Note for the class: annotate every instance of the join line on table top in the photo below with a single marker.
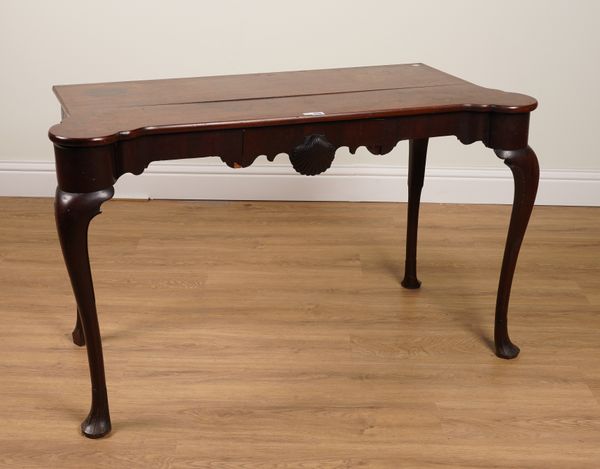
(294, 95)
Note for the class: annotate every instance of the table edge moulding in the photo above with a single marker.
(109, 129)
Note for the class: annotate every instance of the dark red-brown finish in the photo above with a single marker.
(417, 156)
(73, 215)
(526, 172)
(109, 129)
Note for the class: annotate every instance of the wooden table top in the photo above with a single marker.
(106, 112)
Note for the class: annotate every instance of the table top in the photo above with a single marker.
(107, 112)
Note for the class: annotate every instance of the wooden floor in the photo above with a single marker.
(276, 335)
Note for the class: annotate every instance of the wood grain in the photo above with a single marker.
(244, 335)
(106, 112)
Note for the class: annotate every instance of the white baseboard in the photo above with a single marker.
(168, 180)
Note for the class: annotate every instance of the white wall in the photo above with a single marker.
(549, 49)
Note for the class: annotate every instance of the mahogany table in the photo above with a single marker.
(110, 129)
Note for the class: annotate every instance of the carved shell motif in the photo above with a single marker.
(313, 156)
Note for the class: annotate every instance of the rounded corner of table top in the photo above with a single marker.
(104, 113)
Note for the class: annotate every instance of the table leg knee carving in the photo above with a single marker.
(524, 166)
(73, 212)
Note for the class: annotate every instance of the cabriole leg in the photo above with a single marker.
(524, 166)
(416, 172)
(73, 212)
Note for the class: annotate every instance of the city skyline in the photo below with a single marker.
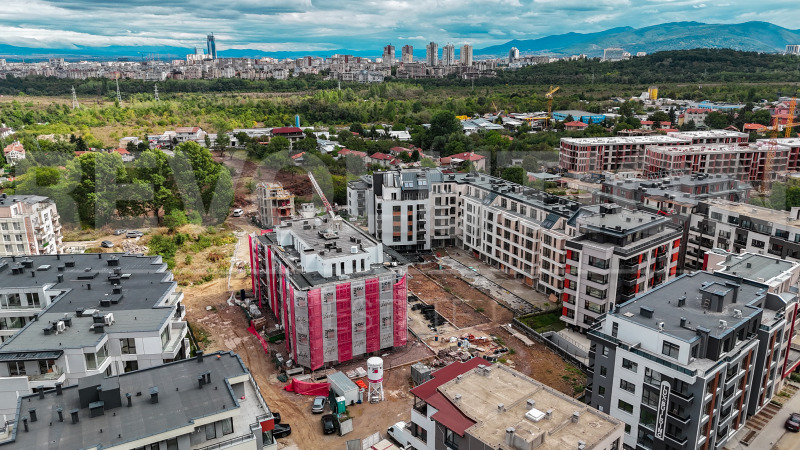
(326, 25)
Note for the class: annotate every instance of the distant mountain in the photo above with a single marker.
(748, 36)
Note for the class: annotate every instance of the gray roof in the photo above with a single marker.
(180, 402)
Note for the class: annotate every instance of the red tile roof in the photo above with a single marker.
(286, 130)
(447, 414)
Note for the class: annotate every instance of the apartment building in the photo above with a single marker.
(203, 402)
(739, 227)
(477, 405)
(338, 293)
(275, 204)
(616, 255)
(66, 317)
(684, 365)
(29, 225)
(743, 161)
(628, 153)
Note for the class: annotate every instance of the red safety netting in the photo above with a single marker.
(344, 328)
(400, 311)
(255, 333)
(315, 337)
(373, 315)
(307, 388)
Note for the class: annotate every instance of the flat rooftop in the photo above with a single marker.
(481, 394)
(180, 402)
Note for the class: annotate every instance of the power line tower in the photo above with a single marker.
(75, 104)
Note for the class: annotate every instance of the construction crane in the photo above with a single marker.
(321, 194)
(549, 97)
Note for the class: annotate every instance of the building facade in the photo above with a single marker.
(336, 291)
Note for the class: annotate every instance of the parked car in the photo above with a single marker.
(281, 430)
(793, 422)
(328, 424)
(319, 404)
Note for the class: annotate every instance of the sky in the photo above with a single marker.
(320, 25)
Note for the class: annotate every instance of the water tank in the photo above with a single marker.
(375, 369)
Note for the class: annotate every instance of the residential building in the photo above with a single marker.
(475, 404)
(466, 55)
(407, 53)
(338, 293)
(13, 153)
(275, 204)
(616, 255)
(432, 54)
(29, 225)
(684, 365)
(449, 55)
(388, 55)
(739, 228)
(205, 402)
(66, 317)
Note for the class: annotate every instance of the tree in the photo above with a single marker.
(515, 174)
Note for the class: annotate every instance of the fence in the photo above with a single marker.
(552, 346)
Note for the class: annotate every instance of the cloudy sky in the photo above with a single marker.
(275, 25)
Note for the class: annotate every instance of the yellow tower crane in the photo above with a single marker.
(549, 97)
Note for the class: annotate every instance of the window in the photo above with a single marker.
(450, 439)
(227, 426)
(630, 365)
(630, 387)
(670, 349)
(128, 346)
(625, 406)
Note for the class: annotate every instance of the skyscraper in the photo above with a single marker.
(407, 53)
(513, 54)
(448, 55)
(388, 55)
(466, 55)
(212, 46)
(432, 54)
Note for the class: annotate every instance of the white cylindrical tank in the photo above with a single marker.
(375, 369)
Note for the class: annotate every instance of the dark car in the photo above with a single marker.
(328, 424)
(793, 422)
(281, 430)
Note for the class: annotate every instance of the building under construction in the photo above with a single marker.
──────────
**Requirement**
Please retype all of the rows above word for word, leaving the pictures out.

**Answer to this exercise**
Note for the class: annotate every instance of the join line on table top in the photo below with a single marker.
(294, 95)
Note for the class: annotate every instance of the table edge moulding in the photo above with a single marker.
(109, 129)
Note for the class: annotate every instance of the dark red-brown finish in the photo above with a single marker.
(417, 156)
(73, 215)
(526, 172)
(109, 129)
Note for the class: annotate every instance of the wooden table top in the photo above with a single marker.
(106, 112)
Note for the class: annotate every instance of the table top in the photo above with a single marker.
(107, 112)
Note for the class: annotate every instance of the wooden floor in the photo above with a single marker.
(276, 335)
Note for the class: annotate every instance of the wood grain in the photo above with a single marker.
(244, 335)
(106, 112)
Note for the class: annotate every instance of the white baseboard in the photo above with a single marker.
(168, 180)
Note for the class: annotate every instance of the white wall in the photo above with a single marker.
(549, 49)
Note for the class: annotate every instance of the mahogany table in the photo above with a single marker.
(110, 129)
Note for the class: annotate every instance of the carved shell motif in the photo above with a single marker.
(313, 156)
Note for the class: annotate every instance of the rounded corner of table top in the photo above with a single marker.
(104, 113)
Note for the class: annotate every instance of the table leg knee carving in the photo above with a single marker.
(524, 166)
(73, 212)
Note for the class: annotate every instance of the cabriole leg in the photo above with a single marker.
(524, 166)
(416, 172)
(73, 212)
Note for the class: annotate every instance of the city skyline in the photo below with a single marker.
(326, 25)
Note for the class: annotate every instance of the distant mountain in the photo above with a single marker.
(748, 36)
Note for the class: annotate every instance of the gray roof in the photo above with a single marker.
(180, 402)
Note for the class: annotate every instance of the red tile roof in the photo above with a single marker.
(286, 130)
(447, 414)
Note for the class: annotate every instance of the apartment building in the photo above with a single marker.
(203, 402)
(739, 227)
(477, 405)
(338, 293)
(275, 204)
(616, 255)
(66, 317)
(684, 365)
(29, 225)
(743, 161)
(628, 153)
Note for the class: annotate every instance of the red safety netting in the photo above with a single marker.
(344, 328)
(400, 311)
(255, 333)
(315, 337)
(373, 315)
(307, 388)
Note for the class: annotate every instance of the flat rooftop in the photo above with a single marker.
(481, 394)
(180, 402)
Note for the class: annotate every instance of the power line tower in the photo above with a single marker.
(75, 104)
Note for the class: annotate every instance of the construction crane in the photo above with a single marker.
(321, 194)
(549, 97)
Note for the class: annotate every instance of the building facade in the photo above with a single marker.
(336, 291)
Note for the class: annotate every instance of the parked car in the photo above with a single marker.
(281, 430)
(793, 422)
(328, 424)
(319, 404)
Note for the class: annotate every instance of the sky in the photo above with a single marker.
(320, 25)
Note for the class: annotate every instance of the water tank in the photo above with a single marker.
(375, 369)
Note for the class: annotate every instance of the residential building in the photo above with a single marker.
(475, 404)
(466, 55)
(407, 53)
(338, 293)
(13, 153)
(275, 204)
(616, 255)
(432, 54)
(29, 225)
(684, 365)
(449, 55)
(388, 55)
(739, 228)
(205, 402)
(66, 317)
Note for the class: annotate every instance of the tree in the photo above with a single marker.
(515, 174)
Note for the class: annotate every instance of the fence in the photo above with a single marker.
(552, 346)
Note for the class: annotate every instance of the cloudy sky in the photo above with a single marker.
(275, 25)
Note for the class: annotate every instance of the yellow tower crane in the photo above with a single marker.
(549, 97)
Note for the class: annotate every instance of the window in the photo above with a single marker.
(450, 439)
(227, 426)
(630, 365)
(630, 387)
(670, 349)
(128, 346)
(625, 406)
Note for the class: annotate every instance of the skyscraper in the photo above with a single marker.
(407, 53)
(513, 54)
(448, 55)
(388, 55)
(466, 55)
(212, 46)
(432, 54)
Note for the class: annotate every instance of the white cylindrical tank in the photo above with a single marker.
(375, 369)
Note for the class: annotate every instance of the dark car in the photo above with a single marker.
(328, 424)
(793, 422)
(281, 430)
Note for the class: annotate every instance of the building under construction in the photo above with a single marker.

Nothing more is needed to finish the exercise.